%%

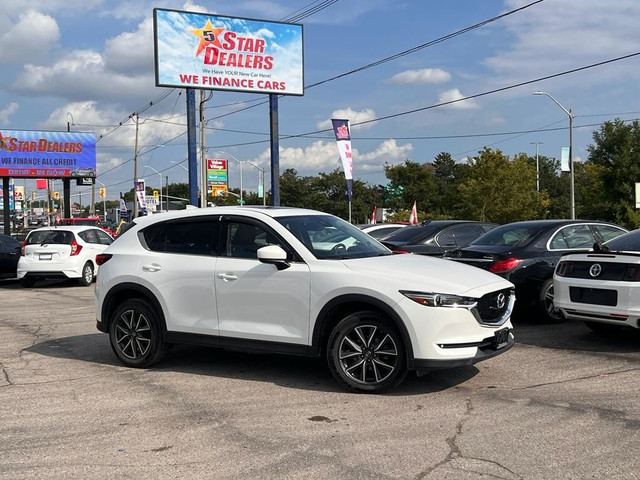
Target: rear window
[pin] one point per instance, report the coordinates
(61, 237)
(629, 242)
(510, 235)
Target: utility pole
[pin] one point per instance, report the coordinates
(537, 166)
(203, 155)
(135, 172)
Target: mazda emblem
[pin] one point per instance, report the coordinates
(501, 300)
(595, 270)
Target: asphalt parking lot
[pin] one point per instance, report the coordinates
(562, 404)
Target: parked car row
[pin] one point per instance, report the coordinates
(308, 283)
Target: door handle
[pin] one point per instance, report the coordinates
(152, 268)
(226, 277)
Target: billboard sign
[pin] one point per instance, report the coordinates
(217, 171)
(47, 154)
(196, 50)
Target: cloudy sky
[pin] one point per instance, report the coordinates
(90, 63)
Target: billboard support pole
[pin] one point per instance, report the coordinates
(6, 213)
(192, 145)
(275, 151)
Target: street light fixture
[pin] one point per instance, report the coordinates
(571, 171)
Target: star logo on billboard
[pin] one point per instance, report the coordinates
(208, 36)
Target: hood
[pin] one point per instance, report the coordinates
(429, 274)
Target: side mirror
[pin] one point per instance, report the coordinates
(274, 255)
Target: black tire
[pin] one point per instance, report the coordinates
(365, 353)
(135, 334)
(87, 276)
(545, 302)
(605, 328)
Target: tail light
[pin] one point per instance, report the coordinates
(75, 248)
(504, 266)
(103, 258)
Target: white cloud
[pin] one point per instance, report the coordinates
(425, 75)
(31, 37)
(5, 113)
(324, 157)
(454, 95)
(353, 116)
(131, 52)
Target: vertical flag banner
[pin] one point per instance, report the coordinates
(124, 214)
(565, 162)
(343, 138)
(413, 218)
(140, 195)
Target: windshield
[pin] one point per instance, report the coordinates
(329, 237)
(509, 235)
(629, 242)
(61, 237)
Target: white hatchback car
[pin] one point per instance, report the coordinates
(62, 252)
(266, 279)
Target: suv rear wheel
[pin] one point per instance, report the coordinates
(366, 354)
(135, 334)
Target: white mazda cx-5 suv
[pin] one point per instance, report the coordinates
(295, 281)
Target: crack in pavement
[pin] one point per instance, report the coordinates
(456, 453)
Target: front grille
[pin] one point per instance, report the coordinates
(594, 296)
(606, 271)
(493, 306)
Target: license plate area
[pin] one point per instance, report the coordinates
(501, 338)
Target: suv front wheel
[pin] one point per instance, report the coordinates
(366, 354)
(135, 334)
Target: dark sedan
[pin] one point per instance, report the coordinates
(436, 237)
(526, 253)
(9, 255)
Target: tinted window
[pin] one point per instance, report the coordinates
(511, 235)
(607, 232)
(61, 237)
(194, 237)
(573, 236)
(330, 237)
(89, 236)
(104, 238)
(627, 242)
(460, 235)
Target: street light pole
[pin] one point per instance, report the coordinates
(571, 170)
(537, 166)
(151, 168)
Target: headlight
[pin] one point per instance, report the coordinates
(429, 299)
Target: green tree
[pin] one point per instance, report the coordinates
(417, 184)
(616, 148)
(501, 190)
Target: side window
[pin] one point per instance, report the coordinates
(573, 236)
(104, 238)
(243, 240)
(608, 232)
(193, 237)
(89, 236)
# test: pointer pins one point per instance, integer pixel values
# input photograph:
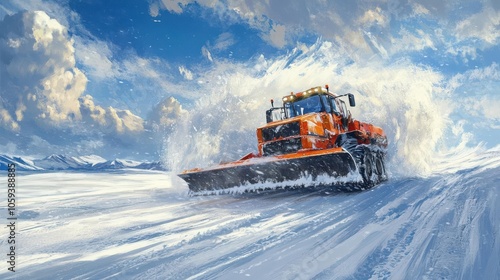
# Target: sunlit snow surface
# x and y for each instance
(144, 225)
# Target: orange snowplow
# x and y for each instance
(312, 140)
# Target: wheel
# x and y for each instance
(366, 169)
(380, 167)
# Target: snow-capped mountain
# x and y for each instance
(62, 162)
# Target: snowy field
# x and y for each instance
(144, 225)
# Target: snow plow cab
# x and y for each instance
(311, 141)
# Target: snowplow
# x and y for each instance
(310, 141)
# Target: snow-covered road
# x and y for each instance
(144, 225)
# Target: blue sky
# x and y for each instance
(188, 81)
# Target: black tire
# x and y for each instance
(366, 169)
(380, 167)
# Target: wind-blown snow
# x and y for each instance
(144, 225)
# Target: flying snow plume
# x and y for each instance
(406, 100)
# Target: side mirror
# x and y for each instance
(352, 102)
(269, 115)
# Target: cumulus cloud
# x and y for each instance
(166, 114)
(188, 75)
(483, 25)
(43, 91)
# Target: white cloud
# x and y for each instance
(188, 75)
(43, 90)
(167, 113)
(483, 25)
(373, 16)
(277, 35)
(224, 41)
(206, 53)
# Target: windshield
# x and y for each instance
(305, 106)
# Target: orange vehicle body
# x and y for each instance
(312, 136)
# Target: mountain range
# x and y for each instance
(63, 162)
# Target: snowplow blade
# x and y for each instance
(313, 168)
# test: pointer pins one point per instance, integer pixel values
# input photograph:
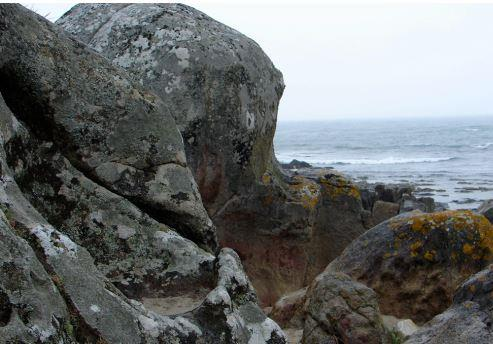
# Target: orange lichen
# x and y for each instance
(467, 248)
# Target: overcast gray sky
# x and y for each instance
(377, 60)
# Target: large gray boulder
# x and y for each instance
(468, 320)
(340, 310)
(115, 132)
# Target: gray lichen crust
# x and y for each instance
(221, 88)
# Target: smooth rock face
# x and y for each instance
(53, 289)
(115, 132)
(340, 310)
(223, 92)
(383, 211)
(468, 320)
(414, 262)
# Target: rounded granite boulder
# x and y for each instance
(415, 261)
(220, 87)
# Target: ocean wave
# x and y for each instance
(384, 161)
(485, 146)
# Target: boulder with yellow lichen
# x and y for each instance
(415, 261)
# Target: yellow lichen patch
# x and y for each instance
(337, 186)
(306, 191)
(430, 255)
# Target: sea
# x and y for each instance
(449, 159)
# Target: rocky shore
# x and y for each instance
(141, 201)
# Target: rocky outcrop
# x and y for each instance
(223, 92)
(111, 129)
(468, 320)
(288, 310)
(383, 211)
(90, 204)
(486, 209)
(415, 261)
(339, 310)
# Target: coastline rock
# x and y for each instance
(288, 310)
(296, 164)
(223, 92)
(115, 132)
(415, 261)
(340, 310)
(383, 211)
(219, 85)
(54, 290)
(399, 328)
(468, 320)
(486, 209)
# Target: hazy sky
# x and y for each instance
(366, 60)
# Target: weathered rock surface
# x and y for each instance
(52, 288)
(468, 320)
(486, 209)
(223, 92)
(288, 310)
(111, 129)
(415, 261)
(340, 310)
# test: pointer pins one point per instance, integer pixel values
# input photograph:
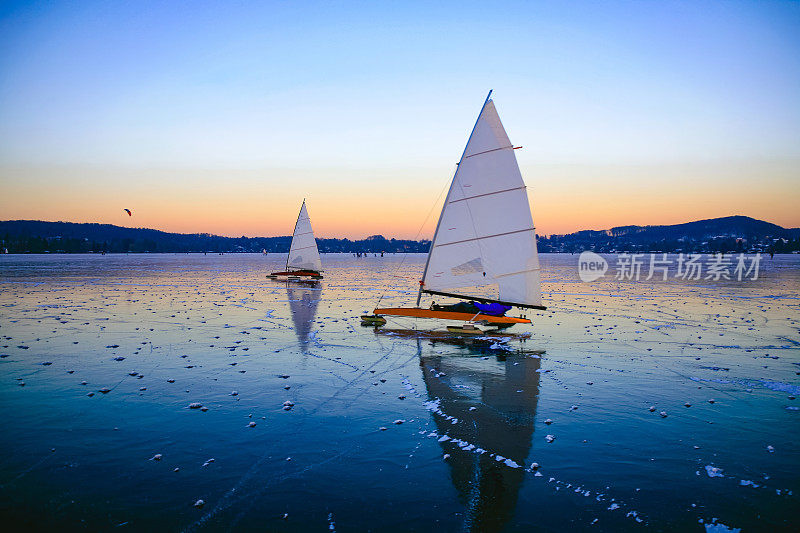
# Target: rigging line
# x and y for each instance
(449, 192)
(416, 237)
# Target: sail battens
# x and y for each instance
(492, 150)
(484, 237)
(487, 194)
(303, 252)
(505, 274)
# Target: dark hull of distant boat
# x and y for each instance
(296, 274)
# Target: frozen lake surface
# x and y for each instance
(134, 386)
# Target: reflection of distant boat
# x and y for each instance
(494, 401)
(303, 261)
(495, 342)
(303, 300)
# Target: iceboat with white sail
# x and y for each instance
(484, 246)
(303, 262)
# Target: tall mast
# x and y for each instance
(288, 255)
(450, 190)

%%

→ **Task description**: Among the lines of the data, which ones contain the word "front"? Show them.

→ **Expected answer**:
Target: front grille
Target: suv front wheel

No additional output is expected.